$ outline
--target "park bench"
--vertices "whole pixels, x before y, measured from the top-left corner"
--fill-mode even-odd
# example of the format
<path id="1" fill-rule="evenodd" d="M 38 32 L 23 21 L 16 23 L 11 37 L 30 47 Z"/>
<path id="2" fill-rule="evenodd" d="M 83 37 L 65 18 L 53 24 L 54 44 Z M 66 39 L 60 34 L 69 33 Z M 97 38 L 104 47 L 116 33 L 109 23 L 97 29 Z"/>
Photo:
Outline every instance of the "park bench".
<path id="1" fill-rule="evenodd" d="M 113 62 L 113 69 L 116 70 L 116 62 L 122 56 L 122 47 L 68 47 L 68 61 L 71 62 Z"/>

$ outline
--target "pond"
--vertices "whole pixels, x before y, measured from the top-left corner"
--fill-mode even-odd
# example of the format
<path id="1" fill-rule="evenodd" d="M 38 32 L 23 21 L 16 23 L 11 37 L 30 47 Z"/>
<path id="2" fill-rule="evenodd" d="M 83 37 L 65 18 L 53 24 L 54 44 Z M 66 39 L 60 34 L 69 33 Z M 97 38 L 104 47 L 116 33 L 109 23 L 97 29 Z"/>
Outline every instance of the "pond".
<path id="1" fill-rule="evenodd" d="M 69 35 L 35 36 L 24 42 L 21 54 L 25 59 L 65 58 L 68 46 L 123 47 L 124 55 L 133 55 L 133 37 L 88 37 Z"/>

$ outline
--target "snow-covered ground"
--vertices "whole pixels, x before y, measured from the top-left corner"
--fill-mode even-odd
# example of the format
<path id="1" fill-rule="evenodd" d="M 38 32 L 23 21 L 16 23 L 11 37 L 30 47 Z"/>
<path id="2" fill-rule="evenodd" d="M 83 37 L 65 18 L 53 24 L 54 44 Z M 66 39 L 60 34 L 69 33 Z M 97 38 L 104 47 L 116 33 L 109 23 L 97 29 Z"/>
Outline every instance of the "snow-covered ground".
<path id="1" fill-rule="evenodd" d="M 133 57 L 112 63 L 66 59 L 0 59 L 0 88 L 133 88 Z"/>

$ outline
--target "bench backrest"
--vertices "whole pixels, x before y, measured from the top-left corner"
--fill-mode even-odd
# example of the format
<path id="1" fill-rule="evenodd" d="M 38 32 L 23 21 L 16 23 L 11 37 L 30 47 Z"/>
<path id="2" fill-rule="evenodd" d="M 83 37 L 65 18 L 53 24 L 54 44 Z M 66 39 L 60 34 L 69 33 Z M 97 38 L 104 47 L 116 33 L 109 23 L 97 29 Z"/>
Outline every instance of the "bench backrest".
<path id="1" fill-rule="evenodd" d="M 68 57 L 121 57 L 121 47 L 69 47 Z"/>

····················

(Problem to work on):
Put every line of the records above into a Markdown table with the columns No. and Text, giving each row a number and leaving out the blank lines.

(Solved exercise):
| No. | Text |
|---|---|
| 1 | $ outline |
| 2 | --target "park bench" |
| 3 | --vertices "whole pixels, x before y, measured from the top-left corner" |
| 4 | --fill-mode even-odd |
| 5 | # example of the format |
| 6 | <path id="1" fill-rule="evenodd" d="M 38 32 L 23 21 L 16 23 L 11 37 L 30 47 Z"/> |
| 7 | <path id="2" fill-rule="evenodd" d="M 83 37 L 65 18 L 53 24 L 54 44 Z M 66 39 L 60 34 L 69 33 Z M 97 38 L 104 47 L 116 33 L 109 23 L 97 29 Z"/> |
| 8 | Photo: |
| 9 | Outline every instance of the "park bench". |
| 10 | <path id="1" fill-rule="evenodd" d="M 113 62 L 113 69 L 116 70 L 116 62 L 122 56 L 122 47 L 68 47 L 68 61 L 71 62 Z"/> |
| 11 | $ outline |
| 12 | --target "pond" |
| 13 | --vertices "whole pixels, x before y, measured from the top-left corner" |
| 14 | --fill-mode even-odd |
| 15 | # example of the format |
| 16 | <path id="1" fill-rule="evenodd" d="M 38 32 L 23 21 L 16 23 L 11 37 L 30 47 Z"/> |
| 17 | <path id="2" fill-rule="evenodd" d="M 83 37 L 65 18 L 53 24 L 54 44 Z M 66 39 L 60 34 L 69 33 Z M 97 38 L 104 47 L 116 33 L 109 23 L 97 29 Z"/> |
| 18 | Outline every instance of the "pond". |
| 19 | <path id="1" fill-rule="evenodd" d="M 69 35 L 35 36 L 24 42 L 21 54 L 25 59 L 65 58 L 68 46 L 123 47 L 124 55 L 133 55 L 133 37 L 88 37 Z"/> |
| 20 | $ outline |
| 21 | --target "snow-covered ground" |
| 22 | --vertices "whole pixels, x before y, measured from the top-left corner" |
| 23 | --fill-mode even-odd |
| 24 | # example of the format |
| 25 | <path id="1" fill-rule="evenodd" d="M 38 32 L 23 21 L 16 23 L 11 37 L 30 47 Z"/> |
| 26 | <path id="2" fill-rule="evenodd" d="M 83 37 L 65 18 L 53 24 L 54 44 Z M 66 39 L 60 34 L 69 33 Z M 97 38 L 104 47 L 116 33 L 109 23 L 97 29 Z"/> |
| 27 | Outline every instance of the "snow-covered ground". |
| 28 | <path id="1" fill-rule="evenodd" d="M 133 57 L 112 63 L 66 59 L 0 59 L 0 88 L 133 88 Z"/> |
| 29 | $ outline |
| 30 | --target "bench backrest" |
| 31 | --vertices "whole pixels, x before y, measured from the top-left corner" |
| 32 | --fill-mode even-odd |
| 33 | # example of the format |
| 34 | <path id="1" fill-rule="evenodd" d="M 38 32 L 23 21 L 16 23 L 11 37 L 30 47 Z"/> |
| 35 | <path id="2" fill-rule="evenodd" d="M 83 37 L 65 18 L 53 24 L 54 44 Z M 66 39 L 60 34 L 69 33 Z M 97 38 L 104 47 L 116 33 L 109 23 L 97 29 Z"/> |
| 36 | Outline every instance of the "bench backrest". |
| 37 | <path id="1" fill-rule="evenodd" d="M 68 57 L 121 57 L 121 47 L 69 47 Z"/> |